Items from a data source
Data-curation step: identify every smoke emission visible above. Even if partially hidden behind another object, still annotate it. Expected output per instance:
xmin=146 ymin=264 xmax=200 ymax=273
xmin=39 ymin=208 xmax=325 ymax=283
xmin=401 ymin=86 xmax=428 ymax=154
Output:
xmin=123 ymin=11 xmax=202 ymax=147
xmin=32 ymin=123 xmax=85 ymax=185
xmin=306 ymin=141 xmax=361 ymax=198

§ **WRITTEN EXERCISE**
Copy the listing above line for line, changing nothing.

§ **COMPLETE ANSWER**
Data-curation step: identify every smoke emission visible above. Even if partially hidden behind another object, still annotate it. Expected output per instance:
xmin=146 ymin=264 xmax=200 ymax=273
xmin=39 ymin=208 xmax=325 ymax=283
xmin=401 ymin=86 xmax=428 ymax=154
Output:
xmin=123 ymin=11 xmax=202 ymax=147
xmin=32 ymin=123 xmax=85 ymax=185
xmin=306 ymin=141 xmax=361 ymax=198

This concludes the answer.